▶ _Consigne écrite A_
Recopiez le passage du texte sur Toutânkhamon qui commence par « Il y a un peu » et se poursuit jusqu'à « de joyaux ! ».
▶ _Consigne écrite B_
Dans le texte sur Toutânkhamon, condensez en liste le paragraphe qui commence par « Alors qu’il est jeune souverain » en conservant ses faits principaux.

▶ _Section du document_
Il y a un peu plus d’un siècle, en novembre 1922, l’anglais Howard Carter révélait l’existence du tombeau de Toutankhamon dans la Vallée des Rois, en Egypte, un pharaon du Nouvel Empire (1335-1327 av. J.C) mort à l’âge de 19 ans, inhumé au milieu d’un trésor éblouissant d’objets précieux et de joyaux !

1 – Toutânkhamon, l’enfant-roi

Né vers 1342 av. J.-C., Toutânkhamon descend de deux illustres pharaons : Amenhotep III et Amenhotep IV, plus connu sous le nom d’Akhenaton.

Amenhotep III a régné sur l’Égypte pendant près de quatre décennies au plus fort de la 18e dynastie, alors qu’Akhenaton a radicalement remodelé la religion et l’art égyptiens en rejetant les anciens dieux et en plaçant l’Égypte sous la protection d’une seule divinité, Aton, le dieu solaire

Alors qu’il est jeune souverain, Aménophis IV – le nom de naissance d’Akhénaton – mène une importante réforme pour transformer la religion égyptienne, historiquement panthéiste et polythéiste, en culte d’un dieu unique, Aton, le disque solaire. Ce faisant, il réduit le clergé égyptien à néant. Il fait bâtir, à 300km au nord de Louxor, sa propre capitale qu’il baptise Akhétaton (Amarna), qui signifie « l’horizon d’Aton » en égyptien, car c’est là le point d’apparition du soleil sur Terre. Il va ainsi bouleverser la Maât, c’est-à-dire la mission confiée par les dieux aux pharaons de faire respecter le principe d’ordre, de vie et de vérité. La Maât, c’est aussi le culte que le pharaon rend aux Dieux qui, en échange, assurent sa prospérité et celle de la population. Si le règne d’Akhénaton, qui dure environ 15 ans, est considéré en partie comme une révolution religieuse et culturelle de l’Antiquité, il s’achève tragiquement avec un État en faillite, un royaume touché par une épidémie de peste et soumis à des défaites militaires.

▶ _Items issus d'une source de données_
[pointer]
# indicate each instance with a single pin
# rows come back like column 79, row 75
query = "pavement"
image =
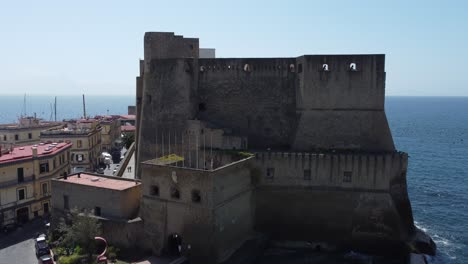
column 18, row 245
column 129, row 171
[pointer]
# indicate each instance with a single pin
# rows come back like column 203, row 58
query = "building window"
column 66, row 206
column 196, row 197
column 175, row 193
column 45, row 188
column 44, row 167
column 97, row 211
column 270, row 173
column 347, row 176
column 154, row 190
column 21, row 194
column 20, row 173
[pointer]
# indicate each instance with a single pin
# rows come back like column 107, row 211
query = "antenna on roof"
column 84, row 108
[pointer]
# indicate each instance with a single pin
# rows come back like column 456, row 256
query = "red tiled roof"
column 100, row 182
column 25, row 152
column 129, row 117
column 128, row 128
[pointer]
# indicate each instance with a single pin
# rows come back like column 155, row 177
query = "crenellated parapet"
column 355, row 171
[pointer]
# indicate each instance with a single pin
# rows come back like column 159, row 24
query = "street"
column 18, row 245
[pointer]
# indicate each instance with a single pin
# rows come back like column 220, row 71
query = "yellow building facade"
column 85, row 136
column 25, row 180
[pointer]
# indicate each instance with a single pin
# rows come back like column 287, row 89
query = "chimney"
column 34, row 152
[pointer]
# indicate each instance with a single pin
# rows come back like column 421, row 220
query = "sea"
column 432, row 130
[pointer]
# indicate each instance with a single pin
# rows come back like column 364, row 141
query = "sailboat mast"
column 55, row 109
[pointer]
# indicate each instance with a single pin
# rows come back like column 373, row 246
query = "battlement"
column 352, row 170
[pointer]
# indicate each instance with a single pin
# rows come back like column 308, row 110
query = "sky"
column 93, row 47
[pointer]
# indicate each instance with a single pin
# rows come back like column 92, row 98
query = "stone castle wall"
column 333, row 197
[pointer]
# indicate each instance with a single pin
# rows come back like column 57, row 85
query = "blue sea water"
column 13, row 106
column 433, row 130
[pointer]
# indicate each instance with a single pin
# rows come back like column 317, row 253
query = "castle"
column 323, row 168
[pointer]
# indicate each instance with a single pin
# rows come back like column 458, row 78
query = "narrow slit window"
column 196, row 197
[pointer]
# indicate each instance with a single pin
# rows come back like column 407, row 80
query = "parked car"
column 46, row 259
column 8, row 228
column 42, row 248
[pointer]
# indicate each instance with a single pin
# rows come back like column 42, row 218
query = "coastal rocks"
column 421, row 243
column 417, row 259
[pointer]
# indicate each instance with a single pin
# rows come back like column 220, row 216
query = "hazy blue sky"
column 60, row 47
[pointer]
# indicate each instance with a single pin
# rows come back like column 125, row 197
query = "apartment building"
column 25, row 179
column 26, row 132
column 85, row 136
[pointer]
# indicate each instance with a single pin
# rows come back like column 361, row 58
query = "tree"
column 80, row 229
column 128, row 139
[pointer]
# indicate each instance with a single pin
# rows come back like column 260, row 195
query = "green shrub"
column 59, row 251
column 72, row 259
column 112, row 252
column 78, row 250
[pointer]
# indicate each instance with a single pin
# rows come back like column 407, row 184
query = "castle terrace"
column 99, row 181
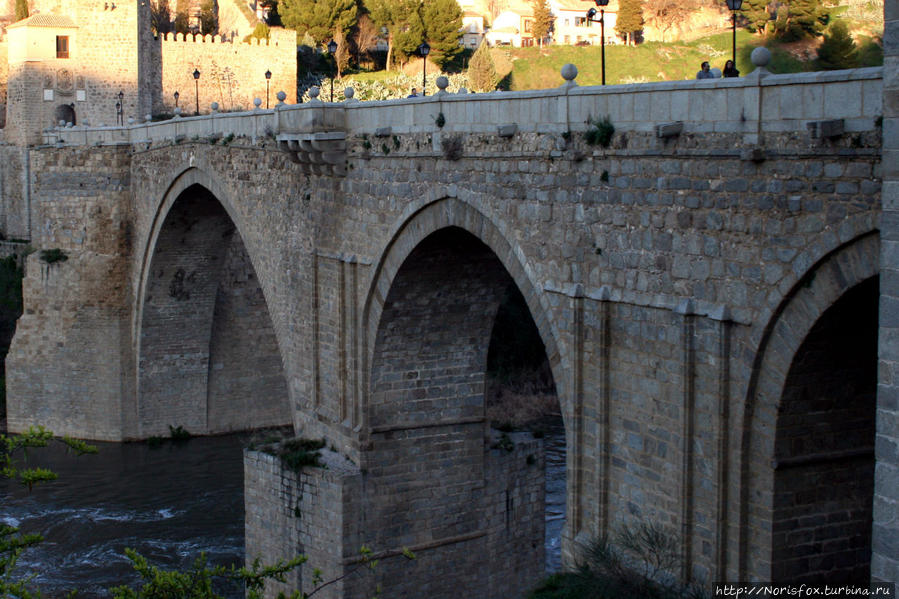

▶ _Réponse de l'exercice A_
Il y a un peu plus d’un siècle, en novembre 1922, l’anglais Howard Carter révélait l’existence du tombeau de Toutankhamon dans la Vallée des Rois, en Egypte, un pharaon du Nouvel Empire (1335-1327 av. J.C) mort à l’âge de 19 ans, inhumé au milieu d’un trésor éblouissant d’objets précieux et de joyaux !

▶ _Réponse de l'exercice B_
- Jeune souverain, Aménophis IV (nom de naissance d'Akhénaton) transforme la religion égyptienne, panthéiste et polythéiste, en culte d'un dieu unique, Aton, le disque solaire. Il réduit ainsi le clergé à néant.
- Il fait bâtir sa capitale, Akhétaton (Amarna), à 300 km au nord de Louxor. Ce nom signifie « l'horizon d'Aton », car c'est le point d'apparition du soleil sur Terre.
- Il bouleverse la Maât. C'est la mission confiée par les dieux aux pharaons de faire respecter l'ordre, la vie et la vérité. C'est aussi le culte rendu aux dieux, qui assurent en échange la prospérité du pharaon et de la population.
- Son règne dure environ 15 ans et passe en partie pour une révolution religieuse et culturelle de l'Antiquité. Il s'achève sur un État en faillite, une épidémie de peste et des défaites militaires.